## WRITTEN INSTRUCTION
Render every line of the entries below as a numbered list, omitting any blank lines. Leave the pictures out of your answer.

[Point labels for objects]
———

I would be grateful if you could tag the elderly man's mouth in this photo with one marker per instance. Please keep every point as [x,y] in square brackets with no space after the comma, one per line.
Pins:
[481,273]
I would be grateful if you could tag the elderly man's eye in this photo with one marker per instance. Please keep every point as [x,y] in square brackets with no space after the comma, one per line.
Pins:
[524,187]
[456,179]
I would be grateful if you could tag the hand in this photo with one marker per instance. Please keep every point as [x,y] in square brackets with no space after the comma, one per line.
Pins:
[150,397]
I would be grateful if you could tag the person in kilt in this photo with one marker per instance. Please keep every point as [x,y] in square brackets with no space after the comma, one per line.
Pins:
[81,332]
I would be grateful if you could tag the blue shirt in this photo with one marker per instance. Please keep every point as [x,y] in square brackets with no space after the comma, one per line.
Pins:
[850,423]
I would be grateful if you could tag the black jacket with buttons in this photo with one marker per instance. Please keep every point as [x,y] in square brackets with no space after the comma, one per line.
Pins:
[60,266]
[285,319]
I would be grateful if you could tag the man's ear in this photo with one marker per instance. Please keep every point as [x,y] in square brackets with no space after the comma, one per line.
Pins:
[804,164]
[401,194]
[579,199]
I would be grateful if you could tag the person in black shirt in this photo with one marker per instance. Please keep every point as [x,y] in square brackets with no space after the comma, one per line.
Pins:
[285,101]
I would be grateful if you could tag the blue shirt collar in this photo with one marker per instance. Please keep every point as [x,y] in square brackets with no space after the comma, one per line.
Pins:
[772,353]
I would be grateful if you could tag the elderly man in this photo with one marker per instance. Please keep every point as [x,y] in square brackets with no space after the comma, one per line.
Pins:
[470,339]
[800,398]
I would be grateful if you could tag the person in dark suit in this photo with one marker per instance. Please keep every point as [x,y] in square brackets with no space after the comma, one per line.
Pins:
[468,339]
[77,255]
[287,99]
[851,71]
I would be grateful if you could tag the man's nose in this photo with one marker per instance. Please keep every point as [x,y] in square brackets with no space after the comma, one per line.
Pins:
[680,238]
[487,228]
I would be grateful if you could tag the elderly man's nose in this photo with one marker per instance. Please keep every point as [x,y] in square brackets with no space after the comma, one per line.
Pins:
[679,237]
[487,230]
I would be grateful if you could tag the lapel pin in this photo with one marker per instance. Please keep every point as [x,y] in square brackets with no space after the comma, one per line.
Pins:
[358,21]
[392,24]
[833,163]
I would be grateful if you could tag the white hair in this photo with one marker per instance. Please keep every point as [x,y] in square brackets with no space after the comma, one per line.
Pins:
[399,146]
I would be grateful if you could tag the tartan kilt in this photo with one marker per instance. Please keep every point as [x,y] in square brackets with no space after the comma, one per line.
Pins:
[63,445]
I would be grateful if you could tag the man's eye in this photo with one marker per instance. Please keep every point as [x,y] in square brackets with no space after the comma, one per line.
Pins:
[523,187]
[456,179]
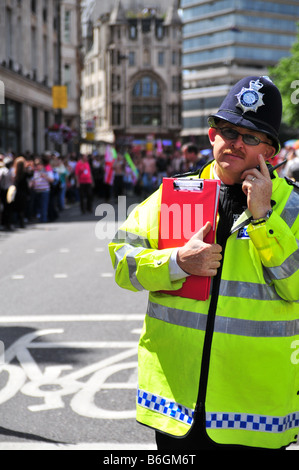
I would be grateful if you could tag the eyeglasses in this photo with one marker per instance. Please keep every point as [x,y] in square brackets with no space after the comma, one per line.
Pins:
[231,134]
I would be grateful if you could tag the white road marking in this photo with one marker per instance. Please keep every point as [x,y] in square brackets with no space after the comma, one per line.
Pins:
[72,318]
[79,446]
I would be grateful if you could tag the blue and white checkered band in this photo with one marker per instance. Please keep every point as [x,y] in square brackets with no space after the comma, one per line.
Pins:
[249,99]
[240,421]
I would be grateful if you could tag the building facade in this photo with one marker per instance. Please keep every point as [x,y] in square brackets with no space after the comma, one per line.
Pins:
[223,41]
[132,77]
[35,55]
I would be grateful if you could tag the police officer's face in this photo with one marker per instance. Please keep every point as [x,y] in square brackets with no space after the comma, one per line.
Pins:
[233,155]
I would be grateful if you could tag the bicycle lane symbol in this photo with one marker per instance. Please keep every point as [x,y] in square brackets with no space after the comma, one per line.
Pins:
[54,383]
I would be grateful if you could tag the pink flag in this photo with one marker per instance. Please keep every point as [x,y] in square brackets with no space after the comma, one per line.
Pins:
[110,155]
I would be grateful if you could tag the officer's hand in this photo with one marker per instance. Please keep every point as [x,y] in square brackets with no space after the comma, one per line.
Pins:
[257,186]
[198,257]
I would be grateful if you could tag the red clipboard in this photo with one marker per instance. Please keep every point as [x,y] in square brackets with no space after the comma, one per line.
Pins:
[186,206]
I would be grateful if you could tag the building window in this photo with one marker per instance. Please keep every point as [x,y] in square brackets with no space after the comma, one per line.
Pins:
[10,134]
[159,30]
[67,26]
[146,103]
[146,87]
[146,57]
[146,115]
[161,57]
[33,6]
[132,60]
[116,108]
[67,78]
[133,29]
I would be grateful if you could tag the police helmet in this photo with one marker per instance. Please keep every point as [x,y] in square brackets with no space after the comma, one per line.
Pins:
[254,103]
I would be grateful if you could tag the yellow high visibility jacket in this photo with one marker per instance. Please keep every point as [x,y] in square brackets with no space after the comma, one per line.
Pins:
[251,390]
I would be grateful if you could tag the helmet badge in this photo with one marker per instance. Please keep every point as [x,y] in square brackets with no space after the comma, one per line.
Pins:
[250,99]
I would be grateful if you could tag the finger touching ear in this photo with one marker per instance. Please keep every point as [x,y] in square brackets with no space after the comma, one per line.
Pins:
[212,134]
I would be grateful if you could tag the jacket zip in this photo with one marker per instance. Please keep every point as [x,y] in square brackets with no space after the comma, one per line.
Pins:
[206,354]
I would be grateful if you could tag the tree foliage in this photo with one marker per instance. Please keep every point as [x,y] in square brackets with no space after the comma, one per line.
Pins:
[286,77]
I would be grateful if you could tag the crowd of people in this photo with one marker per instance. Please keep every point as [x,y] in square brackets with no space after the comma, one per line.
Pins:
[37,188]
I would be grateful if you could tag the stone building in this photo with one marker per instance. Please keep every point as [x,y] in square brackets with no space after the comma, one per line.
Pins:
[36,54]
[132,76]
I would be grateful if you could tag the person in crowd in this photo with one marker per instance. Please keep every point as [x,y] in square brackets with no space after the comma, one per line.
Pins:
[221,373]
[6,180]
[41,184]
[21,179]
[84,183]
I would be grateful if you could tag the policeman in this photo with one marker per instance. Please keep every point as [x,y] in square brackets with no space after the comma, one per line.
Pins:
[223,373]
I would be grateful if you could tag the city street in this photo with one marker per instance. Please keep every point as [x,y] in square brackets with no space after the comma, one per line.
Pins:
[70,337]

———

## FULL OUTPUT
1. I would be grateful if you could tag the elderly man's mouth in this photo with one marker per instance. Please keep every point as [x,y] in square brackets with no space after the comma, one per line.
2. Pins:
3. [481,273]
4. I would be grateful if you could tag the elderly man's eye in this photo with one marker per instance. Please keep every point as [x,y] in square brackets with no space after the comma, one per line.
5. Pins:
6. [524,187]
7. [456,179]
8. I would be grateful if you could tag the hand in this photo with one marker per instance. Please keep every point as [x,y] in square brackets with no space after the comma, one per line.
9. Pins:
10. [150,397]
11. I would be grateful if you could tag the person in kilt in this photo with one marker per instance. Please keep every point as [x,y] in square brackets with no space after the comma, one per line.
12. Pins:
13. [81,332]
14. I would be grateful if you could tag the blue shirt in this photo with one marker per instance. Please keep every point as [x,y] in square brackets with no space after the comma, one per line.
15. Pins:
16. [850,423]
17. I would be grateful if you could tag the black jacket with buttons in this photo with one marker per instance. Please keep every point as [x,y] in square brackets with no space after the comma, one per line.
18. Pins:
19. [60,266]
20. [285,319]
21. I would be grateful if you could tag the man's ear in this photo with one marker per instance. Please keep every point as [x,y] in square brackets with no space after the comma, one per line.
22. Pins:
23. [804,164]
24. [401,194]
25. [579,199]
26. I would be grateful if you could tag the person in black shirt in this photo with one marker per instance. Please keep every point as [x,y] in square brackets with no space after the comma, one per line.
27. Pins:
28. [285,101]
29. I would be grateful if you could tag the blue shirt collar in this photo with one marker per instance. Please keep every point as [x,y] in square brackets with no space after the comma, one per line.
30. Pins:
31. [772,353]
32. I would be grateful if you could tag the elderly man in this photo with one marker per instance. Please keep every point as [x,y] in square brackets with no space after the comma, one per line.
33. Pins:
34. [470,339]
35. [800,398]
36. I would be grateful if you could tag the person in dark suit in this photo with one marker per instance. Please keep every point as [x,y] in square brackets with no space after the comma, one per line.
37. Pins:
38. [468,339]
39. [77,255]
40. [287,99]
41. [851,71]
42. I would be grateful if you could tag the man's nose in this photo with one marker per instance. Please keep every point as [x,y] in square brackets with no space after the comma, one per line.
43. Pins:
44. [680,238]
45. [487,228]
46. I would be grateful if you could tag the elderly man's nose in this photo with one marker per instance. Please keep every point as [x,y] in square brackets with no space after the comma, one per line.
47. Pins:
48. [679,237]
49. [487,230]
50. I would be grateful if you could tag the lapel pin in this photo with one marker per instance. Please keep every point as [x,y] in square brackets with no space after the comma, one per line.
51. Pins:
52. [358,21]
53. [392,24]
54. [833,163]
55. I would be grateful if you could tag the white hair in this photo with one marker per instance. Please keep every point as [x,y] in square brackets with no space after the comma, one per line.
56. Pins:
57. [399,146]
58. I would be grateful if you could tag the tartan kilt in this photo with one marker per instance. Please keep every point as [x,y] in square brackets with no space after the comma, one per line.
59. Pins:
60. [63,445]
61. I would be grateful if you could tag the man's eye in this photo with one marker per instance. Please keep every point as [x,y] in square brackets with no space after the comma, one per line.
62. Pins:
63. [523,187]
64. [456,179]
65. I would be grateful if you could tag the eyeglasses in this photo with one marker per instance. Please keep every point as [x,y] in square brackets with no space after the comma, one per line.
66. Pins:
67. [231,134]
68. I would be grateful if you could tag the white road marking in this photo with one marker per instance. Please keep every point as [x,y] in square brackets with no space after the comma, one per line.
69. Pins:
70. [72,318]
71. [79,446]
72. I would be grateful if you could tag the blue and white checkered band in this photo with one marker per instance. Please keep every point as [x,y] in square brackets with no space after the comma, one per line.
73. Pins:
74. [249,99]
75. [240,421]
76. I would be grateful if you could tag the building facade in this photo with one marker per instance. Please keep every point as [x,y] in square brackets with no space after the comma, one per line.
77. Pins:
78. [223,41]
79. [132,77]
80. [35,55]
81. I would be grateful if you could tag the police officer's face in this photo with one marker per instance. Please keep every point as [x,y] in square brackets with no space after the comma, one per line.
82. Pins:
83. [233,155]
84. I would be grateful if you could tag the bicycle lane symbol in this photo with one marker per instance. Please keep every point as [x,y] in square brackets with no space after the comma, one per line.
85. Pins:
86. [54,383]
87. I would be grateful if you could tag the pink flag in this photo with one marker per instance. Please keep every point as [x,y] in square brackets with no space after the comma, one per line.
88. Pins:
89. [110,155]
90. I would be grateful if you could tag the officer's hand in this photo with one marker per instance. Please keep every point as [x,y] in square brackets with no space after the comma, one per line.
91. Pins:
92. [257,186]
93. [198,257]
94. I would be grateful if you could tag the red clipboard in this photo with one marker per instance. Please keep every point as [x,y] in square brackets with no space after the comma, one per line.
95. Pins:
96. [186,206]
97. I would be grateful if you could tag the building window in this photo with one marker per instance. Please keep every point as [x,y] in square brackets with no space after the comma, one per line.
98. Pins:
99. [10,134]
100. [159,30]
101. [67,26]
102. [146,103]
103. [146,87]
104. [146,57]
105. [146,115]
106. [161,57]
107. [33,6]
108. [132,60]
109. [116,108]
110. [67,78]
111. [133,29]
112. I would be grateful if you could tag the police helmet in this photo with one marker per instance. Please keep every point as [x,y] in square brackets with no space after the comma, one per line.
113. Pins:
114. [254,103]
115. I would be grateful if you could tag the yellow high visibility jacket in this photo with one marker per instance. Please keep every point as [x,y] in square brackets with no space after the comma, one per line.
116. Pins:
117. [251,390]
118. I would be grateful if you could tag the helmet badge in this photo with one marker per instance. Please keep every point as [x,y] in square brackets with no space after the comma, one per line.
119. Pins:
120. [250,99]
121. I would be grateful if you could tag the finger touching ear in this photo with one marker per instance. Please keep every point as [x,y] in square brackets with no space after the comma, one per line.
122. Pins:
123. [212,134]
124. I would be grateful if you could tag the jacket zip in this photo with one marker per instance. Please keep every point as [x,y] in square brackets with no space after the comma, one per line.
125. Pins:
126. [206,354]
127. I would be grateful if you could tag the tree foliage in this photo with one marker per instance. Please keep every point as [x,y] in square brackets with no space after the comma, one per line.
128. Pins:
129. [286,77]
130. I would be grateful if you could tag the crowd of people in this photo with one marker per instance. Please keep every point as [x,y] in square brackets with no space after the comma, one per line.
131. Pins:
132. [37,188]
133. I would be grateful if you could tag the stone building in this photo with one marker per instance. Please keep every point as [x,y] in square brackets with no space after the comma, one per line.
134. Pins:
135. [36,54]
136. [132,76]
137. I would be grateful if you could tag the person in crowd in this photo with one marker per instance. Please keep every point as [x,y] in square brackets with no space after the comma, one per line.
138. Pins:
139. [221,373]
140. [6,180]
141. [41,184]
142. [21,179]
143. [84,183]
144. I would be grateful if you could tag the policeman in this photo with one marker per instance. Please keep every point as [x,y] in square brackets with no space after the comma, one per line.
145. Pins:
146. [223,373]
147. I would be grateful if you could tag the city street in this photo with one marker per instance. Please keep every point as [x,y] in square brackets with no space after the comma, one per line.
148. Pins:
149. [70,337]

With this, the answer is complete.